— Stored data —
►

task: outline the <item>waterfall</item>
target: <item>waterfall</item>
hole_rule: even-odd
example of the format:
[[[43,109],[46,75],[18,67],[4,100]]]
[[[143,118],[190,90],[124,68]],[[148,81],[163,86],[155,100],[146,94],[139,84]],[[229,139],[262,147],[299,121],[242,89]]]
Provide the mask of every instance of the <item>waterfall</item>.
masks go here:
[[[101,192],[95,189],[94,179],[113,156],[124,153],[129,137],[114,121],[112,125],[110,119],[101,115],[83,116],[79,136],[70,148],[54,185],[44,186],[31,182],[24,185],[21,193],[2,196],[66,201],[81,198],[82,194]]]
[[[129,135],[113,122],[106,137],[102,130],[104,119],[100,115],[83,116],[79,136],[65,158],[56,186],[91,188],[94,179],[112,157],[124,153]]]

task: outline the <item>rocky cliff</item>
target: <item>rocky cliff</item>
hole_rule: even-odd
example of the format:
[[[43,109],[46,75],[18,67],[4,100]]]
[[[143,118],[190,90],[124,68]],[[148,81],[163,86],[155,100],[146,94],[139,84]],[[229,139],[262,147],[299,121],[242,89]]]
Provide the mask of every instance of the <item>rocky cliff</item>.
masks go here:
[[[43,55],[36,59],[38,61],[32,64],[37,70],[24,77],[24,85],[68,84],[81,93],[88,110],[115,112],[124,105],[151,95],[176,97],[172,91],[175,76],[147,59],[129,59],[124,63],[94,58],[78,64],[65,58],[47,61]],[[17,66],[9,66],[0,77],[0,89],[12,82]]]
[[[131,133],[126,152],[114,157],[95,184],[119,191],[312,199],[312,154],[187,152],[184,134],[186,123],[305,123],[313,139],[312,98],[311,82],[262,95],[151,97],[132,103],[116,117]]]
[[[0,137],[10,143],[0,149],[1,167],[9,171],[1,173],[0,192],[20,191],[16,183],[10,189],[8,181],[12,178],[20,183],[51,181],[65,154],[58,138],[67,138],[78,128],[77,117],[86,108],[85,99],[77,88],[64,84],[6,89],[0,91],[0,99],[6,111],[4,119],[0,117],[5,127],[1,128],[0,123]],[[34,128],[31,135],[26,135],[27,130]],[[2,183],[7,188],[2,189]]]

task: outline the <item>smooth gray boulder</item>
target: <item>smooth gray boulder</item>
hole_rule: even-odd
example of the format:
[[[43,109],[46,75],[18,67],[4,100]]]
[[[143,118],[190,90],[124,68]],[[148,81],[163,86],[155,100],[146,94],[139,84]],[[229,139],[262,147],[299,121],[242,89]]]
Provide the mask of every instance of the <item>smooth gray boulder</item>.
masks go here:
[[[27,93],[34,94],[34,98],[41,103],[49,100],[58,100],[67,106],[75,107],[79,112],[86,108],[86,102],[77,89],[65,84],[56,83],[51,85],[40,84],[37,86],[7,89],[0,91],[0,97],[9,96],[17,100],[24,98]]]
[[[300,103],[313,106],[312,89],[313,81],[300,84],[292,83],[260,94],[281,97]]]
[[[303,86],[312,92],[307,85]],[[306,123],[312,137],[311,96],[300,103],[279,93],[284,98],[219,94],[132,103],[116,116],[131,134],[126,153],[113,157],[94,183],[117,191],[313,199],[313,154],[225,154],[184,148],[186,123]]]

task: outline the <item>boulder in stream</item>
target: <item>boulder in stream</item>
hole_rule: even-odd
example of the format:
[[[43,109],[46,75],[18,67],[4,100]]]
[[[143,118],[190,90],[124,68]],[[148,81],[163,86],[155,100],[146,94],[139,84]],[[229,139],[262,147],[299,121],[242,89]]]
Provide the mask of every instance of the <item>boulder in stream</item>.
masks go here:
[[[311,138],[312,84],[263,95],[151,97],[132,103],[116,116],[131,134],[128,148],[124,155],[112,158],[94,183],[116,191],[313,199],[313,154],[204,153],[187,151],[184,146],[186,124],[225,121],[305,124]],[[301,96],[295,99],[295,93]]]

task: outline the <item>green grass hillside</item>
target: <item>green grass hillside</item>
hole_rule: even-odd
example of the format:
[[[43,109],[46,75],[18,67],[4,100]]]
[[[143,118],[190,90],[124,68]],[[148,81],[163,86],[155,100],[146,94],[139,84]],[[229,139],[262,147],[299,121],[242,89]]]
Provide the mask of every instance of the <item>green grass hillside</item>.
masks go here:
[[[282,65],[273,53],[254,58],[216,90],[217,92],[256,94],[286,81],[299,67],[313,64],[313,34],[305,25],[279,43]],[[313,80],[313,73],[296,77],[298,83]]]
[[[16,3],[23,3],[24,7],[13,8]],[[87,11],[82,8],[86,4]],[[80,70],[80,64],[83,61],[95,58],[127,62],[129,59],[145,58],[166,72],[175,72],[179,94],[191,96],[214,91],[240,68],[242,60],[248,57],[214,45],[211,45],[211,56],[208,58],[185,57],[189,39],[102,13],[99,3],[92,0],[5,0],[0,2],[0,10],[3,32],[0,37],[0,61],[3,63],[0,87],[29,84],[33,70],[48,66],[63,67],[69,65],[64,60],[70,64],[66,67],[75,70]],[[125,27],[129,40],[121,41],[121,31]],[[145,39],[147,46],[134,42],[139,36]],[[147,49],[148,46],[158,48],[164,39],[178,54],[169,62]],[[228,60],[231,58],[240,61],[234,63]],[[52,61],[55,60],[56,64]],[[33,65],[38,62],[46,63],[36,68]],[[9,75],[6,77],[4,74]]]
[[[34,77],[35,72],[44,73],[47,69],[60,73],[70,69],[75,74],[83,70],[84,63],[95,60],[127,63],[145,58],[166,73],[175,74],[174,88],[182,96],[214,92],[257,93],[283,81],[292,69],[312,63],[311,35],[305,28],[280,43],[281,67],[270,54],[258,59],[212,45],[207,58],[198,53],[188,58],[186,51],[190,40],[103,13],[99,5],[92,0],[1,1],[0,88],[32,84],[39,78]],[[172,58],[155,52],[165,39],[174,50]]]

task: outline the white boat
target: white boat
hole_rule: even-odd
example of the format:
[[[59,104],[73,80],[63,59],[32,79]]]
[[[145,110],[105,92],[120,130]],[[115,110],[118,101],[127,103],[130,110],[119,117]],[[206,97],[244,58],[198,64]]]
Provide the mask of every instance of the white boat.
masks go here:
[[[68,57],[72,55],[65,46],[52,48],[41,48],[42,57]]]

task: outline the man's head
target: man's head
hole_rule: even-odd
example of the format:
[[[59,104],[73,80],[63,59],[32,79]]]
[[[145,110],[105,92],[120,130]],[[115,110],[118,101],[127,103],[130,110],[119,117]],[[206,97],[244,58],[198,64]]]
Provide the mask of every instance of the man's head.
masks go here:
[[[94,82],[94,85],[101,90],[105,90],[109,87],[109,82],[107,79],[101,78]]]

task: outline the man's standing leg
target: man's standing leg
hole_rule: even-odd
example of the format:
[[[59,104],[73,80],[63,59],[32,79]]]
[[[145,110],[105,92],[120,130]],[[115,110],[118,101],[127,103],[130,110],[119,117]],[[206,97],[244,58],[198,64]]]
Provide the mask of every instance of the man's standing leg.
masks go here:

◄

— Aim —
Return every line exactly.

— Output for this exercise —
task: outline the <item>waterfall</item>
target: <item>waterfall</item>
hole_rule: even-odd
example of the format:
[[[43,109],[46,75],[18,67],[4,100]]]
[[[143,118],[190,90],[124,68]],[[148,81],[163,86],[155,100],[146,94],[139,84]],[[229,139],[262,147],[299,121],[242,89]]]
Provide the mask of every instance of the <item>waterfall</item>.
masks go here:
[[[101,192],[95,189],[94,179],[113,156],[124,153],[129,137],[114,121],[112,125],[110,119],[101,115],[83,116],[79,136],[70,148],[54,185],[44,186],[31,182],[24,185],[21,193],[2,196],[66,201],[81,198],[82,194]]]
[[[129,135],[113,122],[106,137],[102,130],[104,119],[100,115],[83,116],[79,136],[65,158],[56,186],[91,188],[94,179],[112,157],[124,153]]]

task: outline the <item>rocky cliff</item>
target: <item>rocky cliff</item>
hole_rule: even-odd
example of the format:
[[[43,109],[46,75],[18,67],[4,100]]]
[[[143,118],[190,90],[124,68]],[[148,81],[163,86],[155,100],[146,94],[139,84]],[[229,139],[262,147],[299,121],[242,89]]]
Provide the mask of every instance of the <item>rocky cliff</item>.
masks go here:
[[[43,55],[36,59],[38,61],[32,64],[37,70],[24,77],[24,85],[68,84],[81,93],[88,110],[115,112],[124,105],[151,95],[176,97],[172,91],[175,76],[147,59],[129,59],[124,63],[94,58],[78,64],[65,58],[47,61]],[[17,66],[9,66],[0,77],[0,89],[12,82]]]
[[[131,133],[126,152],[114,157],[95,184],[119,191],[312,199],[312,154],[187,152],[184,134],[186,123],[305,123],[313,139],[312,98],[311,82],[262,95],[151,97],[132,103],[116,117]]]
[[[0,137],[10,143],[0,149],[1,167],[9,171],[1,173],[0,192],[20,191],[16,183],[10,189],[8,181],[12,178],[20,183],[51,181],[65,154],[58,138],[67,138],[78,128],[77,117],[86,108],[85,99],[77,88],[64,84],[6,89],[0,91],[0,99],[6,111],[4,119],[0,117],[5,127],[1,128],[0,123]],[[34,128],[31,135],[26,135],[27,130]],[[2,183],[7,188],[2,189]]]

task: outline the <item>smooth gray boulder</item>
target: <item>smooth gray boulder</item>
hole_rule: even-odd
example of the format:
[[[43,109],[46,75],[18,67],[4,100]]]
[[[143,118],[190,90],[124,68]],[[148,81],[163,86],[155,100],[146,94],[139,84]],[[229,139],[262,147],[299,121],[242,89]]]
Provide the mask of every instance of the <item>smooth gray boulder</item>.
masks go here:
[[[27,93],[34,94],[34,98],[41,103],[49,100],[58,100],[67,106],[75,107],[79,112],[86,108],[86,102],[77,89],[65,84],[56,83],[51,85],[40,84],[37,86],[7,89],[0,91],[0,97],[9,96],[17,100],[24,98]]]
[[[300,103],[313,106],[312,89],[313,81],[300,84],[292,83],[260,94],[281,97]]]
[[[303,86],[312,92],[307,85]],[[306,123],[312,137],[311,96],[300,103],[279,93],[284,98],[219,94],[132,103],[116,116],[131,134],[126,153],[113,157],[94,183],[117,191],[313,199],[313,154],[225,154],[184,148],[186,123]]]

task: outline the <item>boulder in stream</item>
target: <item>boulder in stream</item>
hole_rule: even-odd
example of the format:
[[[43,109],[46,75],[18,67],[4,100]]]
[[[143,118],[190,90],[124,68]],[[148,81],[163,86],[155,100],[146,94],[139,84]],[[229,139],[262,147],[299,121],[242,89]]]
Provide the mask of every instance of the <item>boulder in stream</item>.
masks go here:
[[[311,138],[312,84],[263,95],[151,97],[132,103],[116,116],[131,134],[128,148],[124,155],[112,158],[94,183],[116,191],[313,199],[313,154],[204,153],[187,151],[184,146],[186,124],[225,121],[305,124]],[[301,96],[295,99],[295,93]]]

task: outline the <item>green grass hillside</item>
target: <item>green grass hillside</item>
hole_rule: even-odd
example of the format:
[[[43,109],[46,75],[18,67],[4,100]]]
[[[143,118],[190,90],[124,68]],[[148,81],[163,86],[155,100],[146,94],[139,84]],[[229,139],[262,147],[299,121],[242,89]]]
Provide the mask of every instance of the <item>green grass hillside</item>.
masks go here:
[[[282,65],[273,53],[254,58],[216,90],[217,92],[256,94],[286,81],[299,67],[313,64],[313,34],[305,25],[279,43]],[[313,80],[313,73],[296,77],[298,83]]]
[[[16,3],[23,3],[24,7],[13,8]],[[87,11],[82,8],[86,4]],[[80,70],[80,64],[83,61],[95,58],[127,62],[129,59],[145,58],[166,72],[175,72],[179,94],[191,96],[214,91],[240,68],[242,60],[248,57],[214,45],[211,45],[211,56],[208,58],[185,57],[189,39],[102,13],[99,3],[92,0],[5,0],[0,2],[0,10],[3,32],[0,37],[0,61],[3,63],[0,87],[29,84],[33,70],[48,66],[63,67],[69,65],[64,60],[70,64],[66,67],[75,70]],[[125,27],[129,40],[121,41],[121,31]],[[145,39],[147,46],[134,42],[139,36]],[[147,49],[148,46],[158,48],[164,39],[178,54],[169,62]],[[228,60],[231,58],[240,61],[234,63]],[[52,61],[55,60],[56,64]],[[33,65],[38,62],[46,63],[36,68]],[[9,75],[6,77],[4,74]]]
[[[34,77],[35,72],[44,73],[47,69],[60,73],[70,69],[75,74],[83,70],[84,63],[95,60],[127,63],[145,58],[166,73],[175,74],[174,88],[182,96],[214,92],[257,93],[283,81],[292,69],[312,63],[311,35],[305,28],[280,43],[281,67],[270,54],[258,59],[212,45],[207,58],[198,53],[188,58],[186,51],[190,40],[103,13],[99,5],[92,0],[1,1],[0,88],[32,84],[39,78]],[[172,58],[155,52],[165,39],[174,50]]]

task: outline the white boat
target: white boat
hole_rule: even-odd
example of the format:
[[[59,104],[73,80],[63,59],[32,79]]]
[[[145,110],[105,92],[120,130]],[[115,110],[118,101],[127,103],[130,110],[119,117]],[[206,97],[244,58],[198,64]]]
Provide the mask of every instance of the white boat.
masks go here:
[[[68,57],[72,55],[65,46],[52,48],[41,48],[42,57]]]

task: outline the man's head
target: man's head
hole_rule: even-odd
example of the format:
[[[59,104],[73,80],[63,59],[32,79]]]
[[[145,110],[105,92],[120,130]],[[115,110],[118,101],[127,103],[130,110],[119,117]],[[206,97],[244,58],[198,64]]]
Provide the mask of every instance of the man's head.
masks go here:
[[[94,82],[94,85],[101,90],[105,90],[109,87],[109,82],[107,79],[101,78]]]

task: outline the man's standing leg
target: man's standing leg
hole_rule: even-odd
example of the format:
[[[59,104],[73,80],[63,59],[32,79]]]
[[[145,110],[105,92],[120,130]],[[115,110],[118,101],[127,103],[130,110],[119,117]],[[206,97],[244,58],[198,64]]]
Provide the mask of every instance of the man's standing leg.
masks go here:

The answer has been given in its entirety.